Cache
Intro
Caching means saving and reusing the result for specific request without reprocessing repeatedly.
Ultimate goal: cache should contain most often used entries
Replacement strategies: Cache is fast but expensive, so usually limited in size. If cache is full, some entries need to be discarded to make room for future cache.
Incoherency: when there is difference in
- Cache vs main store
- Among multiple caches
Maintain consistency between cache vs store, among multiple caches.
Cache entry is created/saved in key-value map: input <-> output
Reading: hit or miss
Each time a client requests to the cache, the cache first check if the entry exist by search by key:
- If hit: the cache return value
- If miss:
- The cache read data from underlying store
- Save that data into cache: key-value
- Return the data to client
Writing/Creating policies
For the writing operation, when writing data to cache, it must write that data to the backing store as well: Wikipedia writing policies
Write-through
Write is done synchronously both to the cache and to the backing store
- Read operation:
- On read-hit: just return cache entry value
- On read-miss:
- Read data from store
- Find possible slot (empty or least recent used)
- Write to cache entry
- Return cache entry value
- Write operation:
- On write-hit: overwrite to cache + write to store
- On write-miss: write to store
Write-back (write-behind)
Some concepts:
- A cache entry is “dirty” if its value isn’t written to store yet.
- Lazy-write: we write a cached value to the store, only when that cached value is about to be overwritten.
- In a write operation, if write-miss, we have 2 options:
- Create a cache entry: called “write allocate” (aka fetch on write)
- Don’t create a cache entry: called “no-write allocate” (aka write-no-allocate or write around)
- Risk to lost data: when cache is shutdown ungracefully, dirty data isn’t written to store
For the case cache miss, when creating a cache entry:
- If there is an empty slot: use that slot
- If no empty slot:
- Find a possible existing entry to replace (many strategies)
- If the existing entry is dirty, write its value to store
- Mark the entry as “not-dirty” (since the data is the same in cache and store)
- Set the key-value to that entry
Read operation
- On read-hit: just return cache entry value
- On read-miss:
- Read data from store, and create a cache entry as above strategy
- Return cache entry value
Write operation
- On write-hit: overwrite to cache entry
- On write-miss:
- For strategy “write allocate” (update the cache on write)
- Create a cache entry as above strategy
- For strategy “no-write allocate” (don’t update the cache on write)
- Just write to store
- Don’t create cache entry
- For strategy “write allocate” (update the cache on write)
- Mark cache entry as dirty (means not written to store yet)

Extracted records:
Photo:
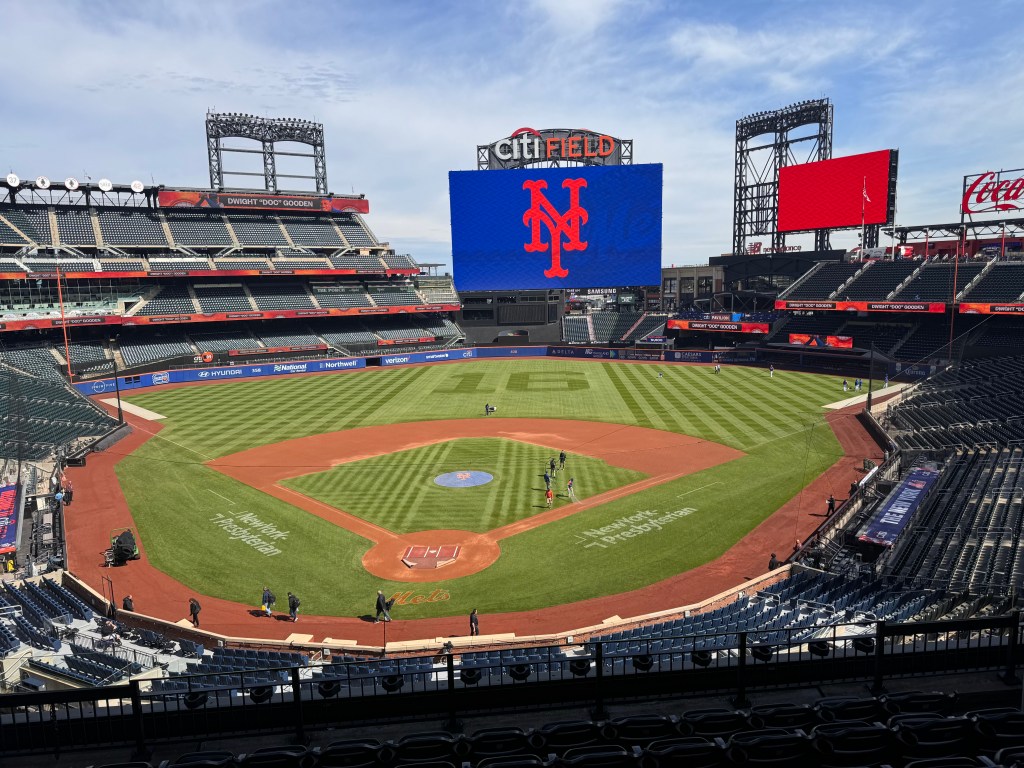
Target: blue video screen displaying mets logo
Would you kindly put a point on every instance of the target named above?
(556, 227)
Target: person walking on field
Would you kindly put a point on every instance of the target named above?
(383, 607)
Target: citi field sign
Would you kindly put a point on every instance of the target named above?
(554, 145)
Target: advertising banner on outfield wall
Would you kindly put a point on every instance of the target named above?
(102, 386)
(896, 512)
(863, 306)
(814, 340)
(975, 308)
(8, 518)
(437, 356)
(714, 326)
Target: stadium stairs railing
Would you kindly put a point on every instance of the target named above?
(288, 700)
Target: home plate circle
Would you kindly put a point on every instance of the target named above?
(463, 479)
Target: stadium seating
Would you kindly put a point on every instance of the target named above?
(34, 222)
(397, 261)
(222, 299)
(198, 229)
(170, 300)
(36, 360)
(8, 236)
(313, 232)
(281, 337)
(393, 295)
(821, 283)
(223, 342)
(363, 264)
(339, 295)
(878, 280)
(179, 263)
(67, 265)
(354, 231)
(251, 262)
(75, 226)
(139, 351)
(308, 263)
(135, 228)
(968, 535)
(577, 330)
(268, 296)
(1003, 283)
(121, 265)
(935, 282)
(258, 230)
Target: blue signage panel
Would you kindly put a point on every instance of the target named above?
(895, 513)
(556, 227)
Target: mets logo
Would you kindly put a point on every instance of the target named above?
(567, 224)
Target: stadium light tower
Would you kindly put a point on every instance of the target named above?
(267, 131)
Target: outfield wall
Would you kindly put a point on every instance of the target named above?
(219, 373)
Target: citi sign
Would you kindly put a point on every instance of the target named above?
(528, 144)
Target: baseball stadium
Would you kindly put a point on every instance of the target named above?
(264, 475)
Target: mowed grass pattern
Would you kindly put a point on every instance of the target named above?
(778, 423)
(397, 492)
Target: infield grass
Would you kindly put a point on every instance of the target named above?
(176, 501)
(397, 491)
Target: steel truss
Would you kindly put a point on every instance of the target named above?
(266, 131)
(757, 167)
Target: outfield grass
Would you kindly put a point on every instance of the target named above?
(175, 500)
(397, 492)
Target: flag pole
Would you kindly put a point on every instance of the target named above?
(863, 229)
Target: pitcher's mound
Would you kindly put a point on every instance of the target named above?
(421, 556)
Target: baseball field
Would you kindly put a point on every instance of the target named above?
(315, 484)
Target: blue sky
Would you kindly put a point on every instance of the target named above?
(407, 90)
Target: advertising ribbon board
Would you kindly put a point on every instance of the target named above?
(898, 509)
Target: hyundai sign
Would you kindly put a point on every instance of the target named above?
(556, 227)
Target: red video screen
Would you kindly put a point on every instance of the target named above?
(836, 194)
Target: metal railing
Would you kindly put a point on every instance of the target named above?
(293, 699)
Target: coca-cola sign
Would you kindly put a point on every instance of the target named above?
(993, 192)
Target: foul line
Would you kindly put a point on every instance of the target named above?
(717, 482)
(222, 497)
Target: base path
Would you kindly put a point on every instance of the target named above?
(99, 506)
(663, 456)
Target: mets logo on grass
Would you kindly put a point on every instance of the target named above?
(543, 212)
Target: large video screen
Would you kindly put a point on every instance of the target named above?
(832, 194)
(556, 227)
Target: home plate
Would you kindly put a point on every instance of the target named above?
(421, 556)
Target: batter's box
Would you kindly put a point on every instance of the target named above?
(421, 556)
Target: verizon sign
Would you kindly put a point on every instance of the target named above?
(993, 192)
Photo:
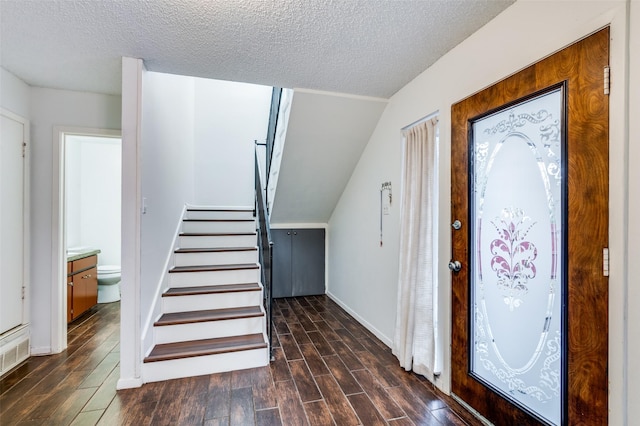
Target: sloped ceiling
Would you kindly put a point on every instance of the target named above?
(325, 138)
(365, 47)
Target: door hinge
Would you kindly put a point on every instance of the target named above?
(605, 261)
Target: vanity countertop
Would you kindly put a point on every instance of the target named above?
(80, 254)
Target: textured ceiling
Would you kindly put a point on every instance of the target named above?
(366, 47)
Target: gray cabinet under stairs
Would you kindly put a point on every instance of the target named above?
(298, 262)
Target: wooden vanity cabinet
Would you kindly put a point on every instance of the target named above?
(82, 286)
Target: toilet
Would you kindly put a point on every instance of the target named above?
(108, 283)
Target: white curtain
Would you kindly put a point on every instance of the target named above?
(414, 338)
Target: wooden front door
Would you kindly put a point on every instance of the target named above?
(530, 191)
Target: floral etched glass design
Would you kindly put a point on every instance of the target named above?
(516, 256)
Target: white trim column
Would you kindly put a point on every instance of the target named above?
(130, 343)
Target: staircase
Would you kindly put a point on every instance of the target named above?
(212, 315)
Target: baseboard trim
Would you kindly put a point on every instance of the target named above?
(41, 350)
(129, 383)
(386, 340)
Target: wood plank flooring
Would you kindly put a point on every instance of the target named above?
(328, 370)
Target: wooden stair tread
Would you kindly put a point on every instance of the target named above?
(214, 250)
(168, 351)
(208, 268)
(208, 315)
(215, 234)
(209, 209)
(218, 220)
(211, 289)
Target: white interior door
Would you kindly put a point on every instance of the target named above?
(11, 223)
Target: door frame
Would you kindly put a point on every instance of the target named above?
(26, 205)
(58, 234)
(590, 371)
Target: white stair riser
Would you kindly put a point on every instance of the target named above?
(200, 278)
(218, 241)
(198, 366)
(241, 214)
(219, 227)
(216, 258)
(201, 302)
(208, 330)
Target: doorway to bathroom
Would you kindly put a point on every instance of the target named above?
(89, 228)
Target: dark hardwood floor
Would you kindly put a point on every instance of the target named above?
(328, 369)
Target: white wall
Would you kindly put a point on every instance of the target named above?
(228, 118)
(363, 276)
(93, 179)
(632, 297)
(14, 94)
(166, 172)
(49, 108)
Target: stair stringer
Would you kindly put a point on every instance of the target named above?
(163, 285)
(190, 365)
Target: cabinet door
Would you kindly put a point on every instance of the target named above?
(282, 284)
(307, 262)
(86, 285)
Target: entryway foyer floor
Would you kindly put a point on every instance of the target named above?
(328, 369)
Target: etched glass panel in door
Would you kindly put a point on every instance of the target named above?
(517, 251)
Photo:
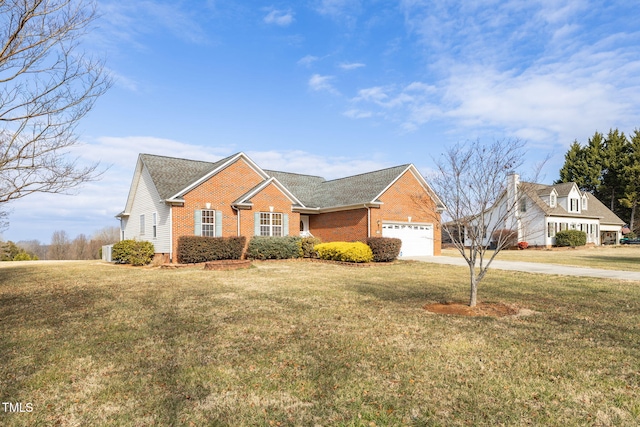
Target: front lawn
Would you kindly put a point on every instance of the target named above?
(296, 343)
(625, 258)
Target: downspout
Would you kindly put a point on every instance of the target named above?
(171, 233)
(238, 225)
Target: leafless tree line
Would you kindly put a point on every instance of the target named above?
(82, 247)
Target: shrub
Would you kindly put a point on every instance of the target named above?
(307, 245)
(134, 252)
(571, 238)
(24, 256)
(194, 249)
(263, 247)
(384, 249)
(509, 237)
(345, 251)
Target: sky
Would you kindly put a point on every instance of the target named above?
(340, 87)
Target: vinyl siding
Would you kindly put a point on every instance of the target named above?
(147, 202)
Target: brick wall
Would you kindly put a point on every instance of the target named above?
(223, 189)
(407, 198)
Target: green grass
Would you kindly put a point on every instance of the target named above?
(607, 257)
(295, 343)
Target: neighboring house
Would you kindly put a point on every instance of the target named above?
(172, 197)
(539, 211)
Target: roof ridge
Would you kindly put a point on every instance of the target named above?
(371, 172)
(189, 160)
(294, 173)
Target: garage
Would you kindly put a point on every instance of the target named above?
(417, 239)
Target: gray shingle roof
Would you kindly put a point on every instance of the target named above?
(315, 192)
(595, 208)
(171, 175)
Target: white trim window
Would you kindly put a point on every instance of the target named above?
(574, 205)
(155, 225)
(271, 224)
(142, 225)
(208, 223)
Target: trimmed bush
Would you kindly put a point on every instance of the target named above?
(571, 238)
(345, 251)
(384, 249)
(195, 249)
(307, 245)
(134, 252)
(264, 247)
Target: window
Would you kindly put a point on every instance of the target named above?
(270, 224)
(523, 205)
(208, 223)
(142, 225)
(155, 225)
(573, 205)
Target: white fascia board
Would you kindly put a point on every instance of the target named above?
(225, 165)
(137, 174)
(337, 208)
(265, 184)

## [THE REQUEST]
Reproduce the caching notes word for word, everything from "Incoherency: when there" down to "among multiple caches.".

## [RESPONSE TO THE TASK]
Incoherency: when there is difference in
- Cache vs main store
- Among multiple caches
Maintain consistency between cache vs store, among multiple caches.